Lumbee Tribe of North Carolina
About Lumbee Tribe of North Carolina
The 55,000 members of the Lumbee Tribe of North Carolina reside primarily in Robeson, Hoke, Cumberland, and Scotland counties. The Lumbee Tribe is the largest tribe in North Carolina, the largest tribe east of the Mississippi River, and the ninth largest in the nation. The Lumbee take their name from the Lumbee River, which winds its way through Robeson County. Pembroke, North Carolina is the economic, cultural, and political center of the tribe.
The ancestors of the Lumbee were mainly Cheraw and related Siouan-speaking Indians who have lived in the area of what is now Robeson County since the 1700s. The Lumbee people have been recognized by the State of North Carolina since 1885, and at the same time, established a separate school system that would benefit tribal members. In 1887, the State established the Croatan Normal Indian School, which is today The University of North Carolina at Pembroke. In 1956, a bill was passed by the United States Congress which recognized the Lumbee as Indian, but denied the tribe full status as a federally recognized Indian tribe. Federal recognition for the tribe is currently being sought through federal legislation.

Saved data entries
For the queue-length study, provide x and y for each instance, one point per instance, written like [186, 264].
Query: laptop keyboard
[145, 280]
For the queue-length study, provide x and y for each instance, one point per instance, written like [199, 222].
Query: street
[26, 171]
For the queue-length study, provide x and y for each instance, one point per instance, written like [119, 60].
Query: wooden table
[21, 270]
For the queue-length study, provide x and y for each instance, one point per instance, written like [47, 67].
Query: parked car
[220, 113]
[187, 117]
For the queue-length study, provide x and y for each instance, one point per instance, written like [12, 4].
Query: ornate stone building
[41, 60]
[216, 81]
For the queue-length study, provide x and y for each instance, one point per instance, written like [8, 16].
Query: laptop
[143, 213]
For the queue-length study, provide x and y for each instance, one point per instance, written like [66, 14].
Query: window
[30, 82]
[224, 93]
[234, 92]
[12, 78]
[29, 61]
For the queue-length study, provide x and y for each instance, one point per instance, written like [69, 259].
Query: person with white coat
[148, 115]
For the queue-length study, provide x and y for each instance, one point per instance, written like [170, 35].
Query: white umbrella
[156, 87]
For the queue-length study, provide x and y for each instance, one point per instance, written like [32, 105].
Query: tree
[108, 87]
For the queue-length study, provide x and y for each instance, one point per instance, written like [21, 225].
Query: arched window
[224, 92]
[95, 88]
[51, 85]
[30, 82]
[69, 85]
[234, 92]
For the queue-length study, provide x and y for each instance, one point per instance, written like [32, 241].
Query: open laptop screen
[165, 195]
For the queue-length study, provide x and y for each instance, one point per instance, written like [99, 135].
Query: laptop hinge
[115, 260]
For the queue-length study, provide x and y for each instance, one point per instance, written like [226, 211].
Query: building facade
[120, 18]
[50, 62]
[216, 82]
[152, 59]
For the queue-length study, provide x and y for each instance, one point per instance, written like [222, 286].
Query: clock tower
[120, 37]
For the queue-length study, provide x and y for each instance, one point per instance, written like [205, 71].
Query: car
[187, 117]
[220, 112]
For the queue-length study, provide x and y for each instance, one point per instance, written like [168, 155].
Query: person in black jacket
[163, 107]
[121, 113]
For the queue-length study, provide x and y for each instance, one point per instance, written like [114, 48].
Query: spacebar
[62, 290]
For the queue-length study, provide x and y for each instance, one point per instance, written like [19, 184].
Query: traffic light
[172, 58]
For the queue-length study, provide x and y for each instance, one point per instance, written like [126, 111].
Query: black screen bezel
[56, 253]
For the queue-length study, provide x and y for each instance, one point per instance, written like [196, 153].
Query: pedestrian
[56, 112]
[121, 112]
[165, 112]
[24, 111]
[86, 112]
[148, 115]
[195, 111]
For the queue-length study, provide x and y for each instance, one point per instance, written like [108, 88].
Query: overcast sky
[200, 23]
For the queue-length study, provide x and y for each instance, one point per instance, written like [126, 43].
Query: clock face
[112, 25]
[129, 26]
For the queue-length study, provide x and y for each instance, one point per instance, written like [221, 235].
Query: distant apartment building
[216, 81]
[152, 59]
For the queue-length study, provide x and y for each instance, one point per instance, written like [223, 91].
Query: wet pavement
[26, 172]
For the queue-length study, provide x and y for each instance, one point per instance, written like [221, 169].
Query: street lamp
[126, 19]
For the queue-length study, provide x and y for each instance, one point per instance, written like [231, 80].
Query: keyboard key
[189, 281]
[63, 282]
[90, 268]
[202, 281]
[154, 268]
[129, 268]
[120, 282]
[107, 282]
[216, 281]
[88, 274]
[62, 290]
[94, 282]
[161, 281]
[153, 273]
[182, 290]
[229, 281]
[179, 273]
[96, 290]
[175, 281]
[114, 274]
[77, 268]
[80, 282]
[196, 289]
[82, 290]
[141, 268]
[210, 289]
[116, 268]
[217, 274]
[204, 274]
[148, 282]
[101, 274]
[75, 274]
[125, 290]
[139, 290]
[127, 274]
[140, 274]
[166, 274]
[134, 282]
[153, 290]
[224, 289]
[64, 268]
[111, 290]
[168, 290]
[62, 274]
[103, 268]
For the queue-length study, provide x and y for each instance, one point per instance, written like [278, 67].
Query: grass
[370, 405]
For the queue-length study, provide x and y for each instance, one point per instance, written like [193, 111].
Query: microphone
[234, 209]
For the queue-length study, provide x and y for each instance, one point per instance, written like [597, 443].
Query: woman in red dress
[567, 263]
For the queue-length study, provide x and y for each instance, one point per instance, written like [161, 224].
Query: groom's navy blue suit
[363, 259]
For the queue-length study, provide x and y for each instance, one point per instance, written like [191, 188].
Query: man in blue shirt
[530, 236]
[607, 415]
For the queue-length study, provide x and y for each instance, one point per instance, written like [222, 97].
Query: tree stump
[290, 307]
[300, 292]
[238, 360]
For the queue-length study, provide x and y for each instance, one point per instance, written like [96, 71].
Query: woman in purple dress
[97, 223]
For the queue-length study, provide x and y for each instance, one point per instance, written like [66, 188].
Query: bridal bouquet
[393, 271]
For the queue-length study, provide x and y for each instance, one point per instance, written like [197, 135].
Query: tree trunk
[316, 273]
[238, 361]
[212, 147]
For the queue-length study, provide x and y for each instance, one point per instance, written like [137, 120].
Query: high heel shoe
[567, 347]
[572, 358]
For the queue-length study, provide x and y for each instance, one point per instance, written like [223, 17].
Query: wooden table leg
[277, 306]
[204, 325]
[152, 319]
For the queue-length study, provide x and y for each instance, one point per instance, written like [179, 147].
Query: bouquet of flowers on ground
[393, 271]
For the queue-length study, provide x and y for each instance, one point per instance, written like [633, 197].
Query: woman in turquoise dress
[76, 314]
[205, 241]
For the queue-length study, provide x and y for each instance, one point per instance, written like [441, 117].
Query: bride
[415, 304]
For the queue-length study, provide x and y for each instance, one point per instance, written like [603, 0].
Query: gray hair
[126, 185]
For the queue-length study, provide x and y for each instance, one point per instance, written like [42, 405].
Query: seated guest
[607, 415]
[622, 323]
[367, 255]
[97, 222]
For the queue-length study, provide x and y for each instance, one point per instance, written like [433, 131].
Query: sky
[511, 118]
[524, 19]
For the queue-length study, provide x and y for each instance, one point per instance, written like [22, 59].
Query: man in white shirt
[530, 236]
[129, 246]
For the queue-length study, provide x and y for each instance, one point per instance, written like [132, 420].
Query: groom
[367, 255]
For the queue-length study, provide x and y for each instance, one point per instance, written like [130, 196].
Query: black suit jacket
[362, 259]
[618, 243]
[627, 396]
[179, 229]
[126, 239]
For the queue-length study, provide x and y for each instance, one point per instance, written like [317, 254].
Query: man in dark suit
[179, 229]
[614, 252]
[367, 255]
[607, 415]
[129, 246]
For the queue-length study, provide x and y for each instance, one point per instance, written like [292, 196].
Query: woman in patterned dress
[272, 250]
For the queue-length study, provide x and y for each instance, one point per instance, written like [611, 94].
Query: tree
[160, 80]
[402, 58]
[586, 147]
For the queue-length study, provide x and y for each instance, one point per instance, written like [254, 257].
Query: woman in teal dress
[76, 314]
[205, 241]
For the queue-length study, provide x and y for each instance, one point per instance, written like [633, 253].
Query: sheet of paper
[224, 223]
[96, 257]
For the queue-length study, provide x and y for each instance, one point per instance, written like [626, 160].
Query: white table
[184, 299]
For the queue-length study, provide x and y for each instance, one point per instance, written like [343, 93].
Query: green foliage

...

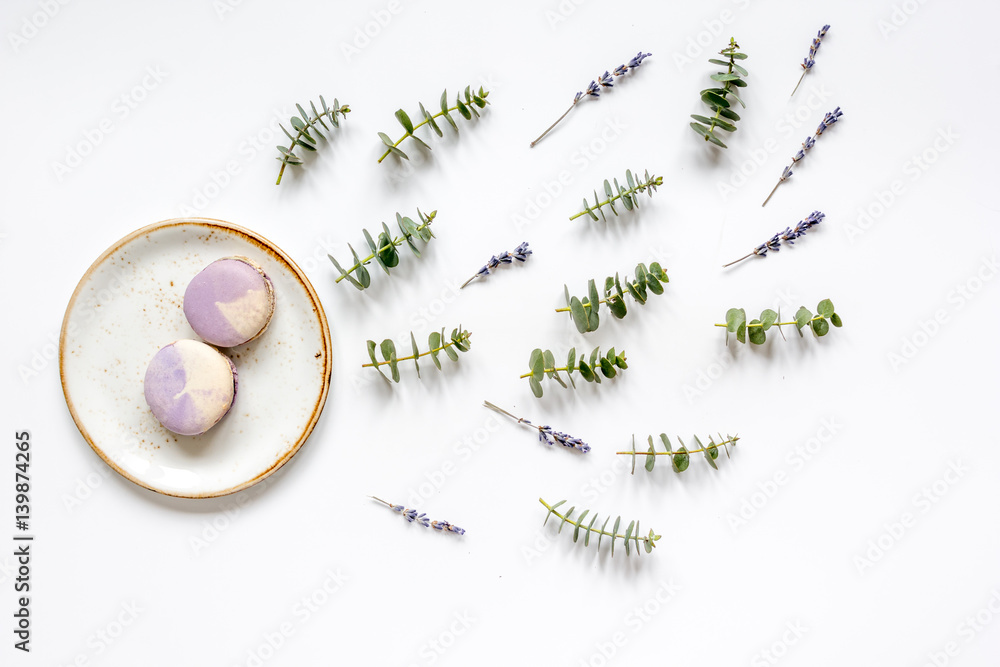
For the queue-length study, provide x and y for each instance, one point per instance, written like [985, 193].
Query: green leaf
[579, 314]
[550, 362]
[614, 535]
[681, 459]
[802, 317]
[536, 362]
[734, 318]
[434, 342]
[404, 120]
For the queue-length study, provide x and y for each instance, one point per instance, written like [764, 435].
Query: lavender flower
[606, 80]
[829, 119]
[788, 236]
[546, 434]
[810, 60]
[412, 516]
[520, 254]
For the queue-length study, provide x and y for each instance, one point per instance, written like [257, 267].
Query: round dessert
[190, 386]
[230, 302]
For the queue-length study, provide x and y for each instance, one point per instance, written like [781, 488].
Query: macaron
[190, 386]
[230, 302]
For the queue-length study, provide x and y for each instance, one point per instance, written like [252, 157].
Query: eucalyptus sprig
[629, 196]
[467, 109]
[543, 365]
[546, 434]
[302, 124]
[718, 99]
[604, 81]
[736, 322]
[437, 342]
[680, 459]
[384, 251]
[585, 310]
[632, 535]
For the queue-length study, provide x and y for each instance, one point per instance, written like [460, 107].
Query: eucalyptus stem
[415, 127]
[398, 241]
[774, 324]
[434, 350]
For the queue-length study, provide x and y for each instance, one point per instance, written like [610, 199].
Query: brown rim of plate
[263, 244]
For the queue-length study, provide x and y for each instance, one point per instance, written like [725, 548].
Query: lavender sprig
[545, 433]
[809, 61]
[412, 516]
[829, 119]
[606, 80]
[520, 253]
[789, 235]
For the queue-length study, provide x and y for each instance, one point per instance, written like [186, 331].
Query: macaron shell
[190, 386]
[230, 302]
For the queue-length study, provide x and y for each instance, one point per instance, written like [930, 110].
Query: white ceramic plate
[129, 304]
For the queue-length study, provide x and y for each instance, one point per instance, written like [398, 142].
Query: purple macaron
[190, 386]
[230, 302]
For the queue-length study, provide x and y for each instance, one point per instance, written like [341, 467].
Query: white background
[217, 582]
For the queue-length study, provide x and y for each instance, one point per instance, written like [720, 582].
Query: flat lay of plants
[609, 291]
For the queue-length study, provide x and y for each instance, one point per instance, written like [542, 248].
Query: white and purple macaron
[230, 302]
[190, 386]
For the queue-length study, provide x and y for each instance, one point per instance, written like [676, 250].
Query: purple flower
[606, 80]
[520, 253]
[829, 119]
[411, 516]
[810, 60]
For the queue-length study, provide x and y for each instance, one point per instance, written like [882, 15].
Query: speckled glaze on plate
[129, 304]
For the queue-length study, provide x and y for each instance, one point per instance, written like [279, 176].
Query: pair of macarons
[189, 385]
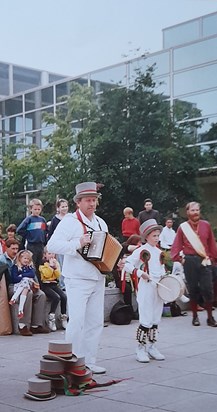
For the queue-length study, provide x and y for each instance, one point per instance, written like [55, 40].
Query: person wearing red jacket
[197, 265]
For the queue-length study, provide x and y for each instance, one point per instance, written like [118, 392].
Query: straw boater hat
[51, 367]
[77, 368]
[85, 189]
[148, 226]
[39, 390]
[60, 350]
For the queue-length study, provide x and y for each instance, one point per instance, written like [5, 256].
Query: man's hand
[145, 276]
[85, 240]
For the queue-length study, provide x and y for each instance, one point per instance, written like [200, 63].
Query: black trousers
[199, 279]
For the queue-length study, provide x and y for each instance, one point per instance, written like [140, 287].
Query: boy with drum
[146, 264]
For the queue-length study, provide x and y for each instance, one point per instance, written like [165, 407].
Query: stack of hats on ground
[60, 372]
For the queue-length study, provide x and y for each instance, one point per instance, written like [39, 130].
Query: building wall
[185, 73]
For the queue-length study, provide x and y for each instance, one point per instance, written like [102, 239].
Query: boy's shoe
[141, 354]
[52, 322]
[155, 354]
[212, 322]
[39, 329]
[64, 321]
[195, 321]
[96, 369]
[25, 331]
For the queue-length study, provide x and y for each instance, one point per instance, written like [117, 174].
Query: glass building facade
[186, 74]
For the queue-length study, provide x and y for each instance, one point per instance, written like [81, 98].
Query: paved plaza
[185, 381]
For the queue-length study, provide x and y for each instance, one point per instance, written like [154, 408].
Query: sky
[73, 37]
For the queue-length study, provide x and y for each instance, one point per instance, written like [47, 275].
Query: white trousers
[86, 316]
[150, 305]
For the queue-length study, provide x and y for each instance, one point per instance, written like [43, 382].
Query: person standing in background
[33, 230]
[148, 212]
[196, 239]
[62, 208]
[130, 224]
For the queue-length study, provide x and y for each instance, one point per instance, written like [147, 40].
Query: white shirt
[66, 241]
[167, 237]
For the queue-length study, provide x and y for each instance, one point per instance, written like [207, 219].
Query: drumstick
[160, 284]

> Required work: Copy out the part of the Lumbee Tribe text that begins at the words "The ancestors of" and stops after "through federal legislation.", changing "Croatan Normal Indian School" to "Croatan Indian Normal School".

> Response below:
The ancestors of the Lumbee were mainly Cheraw and related Siouan-speaking Indians who have lived in the area of what is now Robeson County since the 1700s. The Lumbee people have been recognized by the State of North Carolina since 1885, and at the same time, established a separate school system that would benefit tribal members. In 1887, the State established the Croatan Indian Normal School, which is today The University of North Carolina at Pembroke. In 1956, a bill was passed by the United States Congress which recognized the Lumbee as Indian, but denied the tribe full status as a federally recognized Indian tribe. Federal recognition for the tribe is currently being sought through federal legislation.